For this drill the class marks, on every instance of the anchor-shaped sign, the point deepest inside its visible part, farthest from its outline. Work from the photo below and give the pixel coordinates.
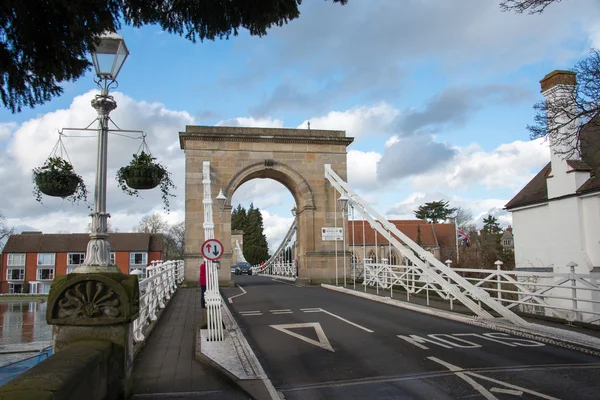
(212, 249)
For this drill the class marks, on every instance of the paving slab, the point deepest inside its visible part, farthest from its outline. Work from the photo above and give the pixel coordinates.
(166, 367)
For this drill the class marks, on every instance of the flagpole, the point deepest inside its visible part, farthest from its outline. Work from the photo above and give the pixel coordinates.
(456, 239)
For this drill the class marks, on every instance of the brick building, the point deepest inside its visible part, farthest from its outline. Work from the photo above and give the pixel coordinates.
(438, 239)
(31, 260)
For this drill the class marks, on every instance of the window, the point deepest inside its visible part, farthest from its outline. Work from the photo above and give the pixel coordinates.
(138, 258)
(15, 274)
(46, 258)
(76, 258)
(15, 288)
(16, 260)
(45, 274)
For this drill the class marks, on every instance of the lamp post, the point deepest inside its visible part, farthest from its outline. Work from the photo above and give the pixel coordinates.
(221, 199)
(344, 206)
(295, 255)
(108, 58)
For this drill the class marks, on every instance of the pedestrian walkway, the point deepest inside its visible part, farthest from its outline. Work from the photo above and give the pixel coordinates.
(166, 367)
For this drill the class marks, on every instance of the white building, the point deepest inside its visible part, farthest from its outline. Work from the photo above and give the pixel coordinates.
(556, 216)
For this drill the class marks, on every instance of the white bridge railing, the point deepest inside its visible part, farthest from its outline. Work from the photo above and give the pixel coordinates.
(569, 296)
(156, 290)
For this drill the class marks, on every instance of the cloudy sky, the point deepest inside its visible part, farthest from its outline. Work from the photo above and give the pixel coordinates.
(437, 95)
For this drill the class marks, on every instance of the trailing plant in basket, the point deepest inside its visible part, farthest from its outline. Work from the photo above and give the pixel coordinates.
(143, 172)
(56, 178)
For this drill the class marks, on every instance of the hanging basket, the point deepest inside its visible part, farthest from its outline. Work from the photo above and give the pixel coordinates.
(143, 178)
(57, 184)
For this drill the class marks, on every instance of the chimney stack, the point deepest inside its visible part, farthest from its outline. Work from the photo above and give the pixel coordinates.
(557, 88)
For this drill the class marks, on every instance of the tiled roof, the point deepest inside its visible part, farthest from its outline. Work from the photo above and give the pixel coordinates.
(536, 191)
(443, 236)
(36, 242)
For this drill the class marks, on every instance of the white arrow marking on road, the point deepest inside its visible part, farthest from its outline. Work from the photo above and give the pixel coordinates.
(230, 299)
(323, 341)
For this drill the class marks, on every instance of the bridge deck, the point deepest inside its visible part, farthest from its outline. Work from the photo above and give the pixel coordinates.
(166, 368)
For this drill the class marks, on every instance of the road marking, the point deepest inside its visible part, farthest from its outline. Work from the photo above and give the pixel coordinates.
(287, 283)
(245, 313)
(466, 376)
(241, 294)
(454, 340)
(323, 341)
(507, 391)
(346, 321)
(336, 316)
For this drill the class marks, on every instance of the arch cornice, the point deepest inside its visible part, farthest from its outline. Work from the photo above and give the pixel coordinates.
(279, 172)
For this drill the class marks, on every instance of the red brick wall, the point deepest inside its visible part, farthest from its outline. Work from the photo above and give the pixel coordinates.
(60, 264)
(154, 256)
(30, 267)
(122, 260)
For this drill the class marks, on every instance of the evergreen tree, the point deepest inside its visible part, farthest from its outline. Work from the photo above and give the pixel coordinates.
(435, 211)
(238, 218)
(256, 248)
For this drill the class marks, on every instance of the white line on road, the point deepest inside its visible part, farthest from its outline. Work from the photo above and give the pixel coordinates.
(461, 373)
(323, 341)
(287, 283)
(507, 391)
(336, 316)
(241, 294)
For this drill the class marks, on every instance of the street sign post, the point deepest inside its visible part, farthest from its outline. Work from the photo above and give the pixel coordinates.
(212, 249)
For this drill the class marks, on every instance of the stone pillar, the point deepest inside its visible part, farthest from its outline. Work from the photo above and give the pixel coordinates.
(97, 306)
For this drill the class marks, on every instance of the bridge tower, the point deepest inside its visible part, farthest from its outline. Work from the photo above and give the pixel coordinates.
(294, 157)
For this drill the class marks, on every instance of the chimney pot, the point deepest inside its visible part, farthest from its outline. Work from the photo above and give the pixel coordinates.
(558, 77)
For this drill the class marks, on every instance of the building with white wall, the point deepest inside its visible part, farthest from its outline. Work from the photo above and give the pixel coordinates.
(556, 216)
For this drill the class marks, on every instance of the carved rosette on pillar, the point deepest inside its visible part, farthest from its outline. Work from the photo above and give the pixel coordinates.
(97, 307)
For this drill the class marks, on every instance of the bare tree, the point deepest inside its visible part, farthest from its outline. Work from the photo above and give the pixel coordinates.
(571, 108)
(464, 219)
(175, 241)
(152, 224)
(531, 6)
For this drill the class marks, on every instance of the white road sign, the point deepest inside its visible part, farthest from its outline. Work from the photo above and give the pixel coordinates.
(332, 234)
(212, 249)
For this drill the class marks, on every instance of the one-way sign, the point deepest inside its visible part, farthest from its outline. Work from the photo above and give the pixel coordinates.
(212, 249)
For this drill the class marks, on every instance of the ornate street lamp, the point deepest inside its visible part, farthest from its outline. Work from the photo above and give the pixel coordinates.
(221, 199)
(343, 202)
(108, 58)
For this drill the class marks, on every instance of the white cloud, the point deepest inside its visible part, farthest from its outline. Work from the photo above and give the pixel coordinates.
(357, 121)
(252, 122)
(362, 169)
(510, 165)
(6, 129)
(276, 227)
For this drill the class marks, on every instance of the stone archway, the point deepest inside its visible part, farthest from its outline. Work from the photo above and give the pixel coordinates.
(293, 157)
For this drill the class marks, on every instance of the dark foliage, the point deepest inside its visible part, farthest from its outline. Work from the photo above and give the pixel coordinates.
(46, 42)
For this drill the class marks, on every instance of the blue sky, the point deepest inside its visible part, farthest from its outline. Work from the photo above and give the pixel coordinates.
(437, 95)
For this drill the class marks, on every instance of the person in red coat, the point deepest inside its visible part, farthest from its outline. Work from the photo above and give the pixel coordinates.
(202, 282)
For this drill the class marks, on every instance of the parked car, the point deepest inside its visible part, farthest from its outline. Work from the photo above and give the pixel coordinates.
(243, 268)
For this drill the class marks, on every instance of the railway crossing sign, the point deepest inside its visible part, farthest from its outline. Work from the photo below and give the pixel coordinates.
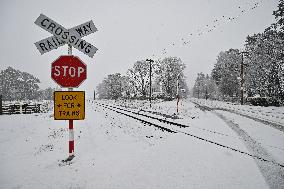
(68, 71)
(63, 36)
(69, 105)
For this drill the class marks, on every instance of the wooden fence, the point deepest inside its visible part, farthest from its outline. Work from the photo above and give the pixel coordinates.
(21, 108)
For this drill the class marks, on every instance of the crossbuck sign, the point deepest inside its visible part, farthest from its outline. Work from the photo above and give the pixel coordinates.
(63, 36)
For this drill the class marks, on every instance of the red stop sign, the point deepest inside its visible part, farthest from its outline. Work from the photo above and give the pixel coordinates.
(68, 71)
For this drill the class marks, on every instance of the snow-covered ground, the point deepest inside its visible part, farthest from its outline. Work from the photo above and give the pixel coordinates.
(116, 151)
(272, 114)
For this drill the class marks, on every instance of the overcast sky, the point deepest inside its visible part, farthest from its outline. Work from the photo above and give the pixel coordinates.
(131, 30)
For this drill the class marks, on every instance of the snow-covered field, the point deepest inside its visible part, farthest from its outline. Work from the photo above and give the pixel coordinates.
(116, 151)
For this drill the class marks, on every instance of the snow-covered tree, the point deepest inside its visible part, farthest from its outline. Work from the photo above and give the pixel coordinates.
(169, 70)
(111, 87)
(139, 77)
(264, 75)
(226, 73)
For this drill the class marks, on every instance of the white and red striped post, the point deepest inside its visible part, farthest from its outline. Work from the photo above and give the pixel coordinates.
(71, 139)
(71, 129)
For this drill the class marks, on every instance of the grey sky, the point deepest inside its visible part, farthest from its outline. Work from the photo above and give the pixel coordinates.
(130, 30)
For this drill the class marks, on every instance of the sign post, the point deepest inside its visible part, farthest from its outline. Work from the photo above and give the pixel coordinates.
(68, 71)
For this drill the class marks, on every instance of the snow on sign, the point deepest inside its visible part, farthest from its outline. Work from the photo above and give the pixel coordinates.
(69, 105)
(62, 36)
(68, 71)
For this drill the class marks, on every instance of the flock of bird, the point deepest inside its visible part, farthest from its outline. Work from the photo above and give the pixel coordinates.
(185, 41)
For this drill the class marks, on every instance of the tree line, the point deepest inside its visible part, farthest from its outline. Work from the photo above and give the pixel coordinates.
(257, 71)
(17, 85)
(166, 74)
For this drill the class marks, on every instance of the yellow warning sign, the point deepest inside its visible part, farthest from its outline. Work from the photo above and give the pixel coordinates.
(69, 105)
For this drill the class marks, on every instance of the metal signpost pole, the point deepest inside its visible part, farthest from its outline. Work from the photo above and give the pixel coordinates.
(71, 129)
(150, 95)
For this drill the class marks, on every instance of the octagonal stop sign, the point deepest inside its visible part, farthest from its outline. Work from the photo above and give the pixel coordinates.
(68, 71)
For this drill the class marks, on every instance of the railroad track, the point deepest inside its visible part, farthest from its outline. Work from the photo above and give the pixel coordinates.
(135, 115)
(124, 111)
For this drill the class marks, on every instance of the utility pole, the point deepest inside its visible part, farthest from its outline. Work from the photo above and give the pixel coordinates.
(150, 96)
(178, 90)
(242, 75)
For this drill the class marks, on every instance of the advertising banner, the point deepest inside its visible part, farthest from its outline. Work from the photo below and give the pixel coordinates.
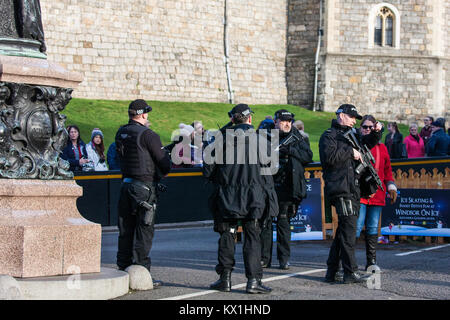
(418, 212)
(307, 224)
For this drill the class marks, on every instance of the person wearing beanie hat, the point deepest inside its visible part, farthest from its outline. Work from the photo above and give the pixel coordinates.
(181, 154)
(96, 151)
(75, 150)
(143, 163)
(439, 143)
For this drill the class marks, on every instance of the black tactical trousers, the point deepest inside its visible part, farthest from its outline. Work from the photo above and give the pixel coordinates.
(343, 246)
(135, 237)
(283, 228)
(251, 248)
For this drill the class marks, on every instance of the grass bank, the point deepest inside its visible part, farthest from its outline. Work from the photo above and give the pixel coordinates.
(165, 117)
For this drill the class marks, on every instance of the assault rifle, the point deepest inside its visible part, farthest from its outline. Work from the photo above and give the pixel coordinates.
(291, 139)
(366, 162)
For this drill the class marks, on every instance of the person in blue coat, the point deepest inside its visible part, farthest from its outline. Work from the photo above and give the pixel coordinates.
(112, 158)
(439, 143)
(75, 150)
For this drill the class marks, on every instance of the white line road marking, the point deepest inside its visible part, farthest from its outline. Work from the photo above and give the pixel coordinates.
(241, 285)
(418, 251)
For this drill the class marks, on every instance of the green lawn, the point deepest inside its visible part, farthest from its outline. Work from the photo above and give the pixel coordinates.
(165, 117)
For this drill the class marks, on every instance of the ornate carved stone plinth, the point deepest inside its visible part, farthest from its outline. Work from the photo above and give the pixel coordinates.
(42, 232)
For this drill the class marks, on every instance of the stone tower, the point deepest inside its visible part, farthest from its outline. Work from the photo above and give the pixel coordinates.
(390, 59)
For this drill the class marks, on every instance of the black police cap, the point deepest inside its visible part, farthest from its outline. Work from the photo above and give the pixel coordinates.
(284, 115)
(139, 106)
(350, 110)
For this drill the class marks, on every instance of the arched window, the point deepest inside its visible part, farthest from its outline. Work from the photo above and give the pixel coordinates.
(384, 26)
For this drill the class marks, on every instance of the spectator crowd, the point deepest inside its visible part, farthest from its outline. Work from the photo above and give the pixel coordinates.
(431, 141)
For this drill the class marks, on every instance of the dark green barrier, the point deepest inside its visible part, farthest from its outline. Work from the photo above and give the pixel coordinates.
(187, 196)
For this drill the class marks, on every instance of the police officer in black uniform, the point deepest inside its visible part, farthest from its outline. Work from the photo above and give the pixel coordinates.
(143, 162)
(290, 185)
(342, 188)
(241, 194)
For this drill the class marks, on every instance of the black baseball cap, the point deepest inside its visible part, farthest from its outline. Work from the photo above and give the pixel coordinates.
(284, 115)
(241, 108)
(138, 106)
(350, 110)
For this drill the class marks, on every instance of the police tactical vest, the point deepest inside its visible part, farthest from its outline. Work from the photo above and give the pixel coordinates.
(134, 159)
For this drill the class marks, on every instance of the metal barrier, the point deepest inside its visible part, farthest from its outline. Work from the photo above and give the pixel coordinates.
(187, 196)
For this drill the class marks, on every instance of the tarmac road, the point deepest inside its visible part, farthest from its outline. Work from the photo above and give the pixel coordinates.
(184, 259)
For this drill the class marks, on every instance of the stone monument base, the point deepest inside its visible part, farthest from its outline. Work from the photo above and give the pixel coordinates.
(41, 231)
(109, 283)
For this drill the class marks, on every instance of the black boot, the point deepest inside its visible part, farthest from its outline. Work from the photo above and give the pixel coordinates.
(355, 277)
(224, 282)
(330, 277)
(371, 250)
(256, 286)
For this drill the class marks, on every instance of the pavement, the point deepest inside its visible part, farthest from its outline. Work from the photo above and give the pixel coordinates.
(184, 258)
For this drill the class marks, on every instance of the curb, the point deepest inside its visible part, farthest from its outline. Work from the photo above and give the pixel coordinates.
(191, 224)
(109, 283)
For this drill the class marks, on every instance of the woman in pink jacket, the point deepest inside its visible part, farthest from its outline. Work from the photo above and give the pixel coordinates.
(415, 145)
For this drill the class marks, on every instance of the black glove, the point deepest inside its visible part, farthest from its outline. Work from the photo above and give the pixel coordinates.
(284, 151)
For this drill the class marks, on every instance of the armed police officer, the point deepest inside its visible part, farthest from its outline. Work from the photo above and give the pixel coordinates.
(342, 187)
(290, 186)
(143, 162)
(243, 193)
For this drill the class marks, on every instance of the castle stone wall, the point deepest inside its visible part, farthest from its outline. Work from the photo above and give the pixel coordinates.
(170, 49)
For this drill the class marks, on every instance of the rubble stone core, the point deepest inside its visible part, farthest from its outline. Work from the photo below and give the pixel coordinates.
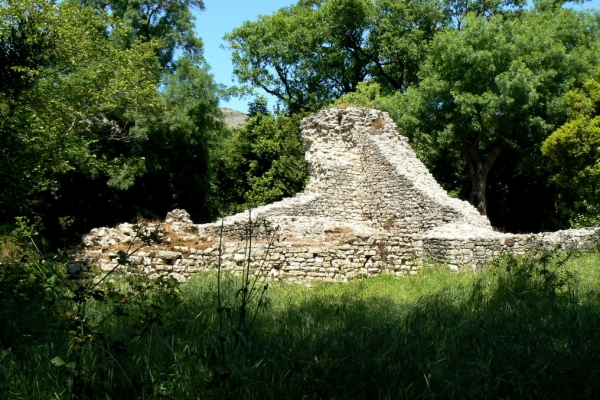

┄┄┄┄┄┄

Given the listing above, return exactly, and only, the lines from the line with "black glove, the" through its final line, both included, with the pictures removed.

Answer
For this drill the class marks, on every instance of the black glove, the point deepest inside its visible part, farthest from its outline. Work from the photo above and give the pixel coordinates.
(284, 151)
For this drill the class marks, on every instance of the armed police officer, the point deepest inside its visible part, farthest from its outline. Work from the photo above and give the pixel coordinates.
(342, 187)
(290, 186)
(143, 162)
(243, 193)
For this drill the class marks, on every instance of the castle stone wall, the point deepest inside its visible part, farthest from its outline. Work from the photo above and give the pixel coordinates.
(170, 49)
For this drill the class marks, on every instance of the rubble stone core, the point deepest inside its visible part, farthest from its outline. Work from the photo below and give the pixel coordinates.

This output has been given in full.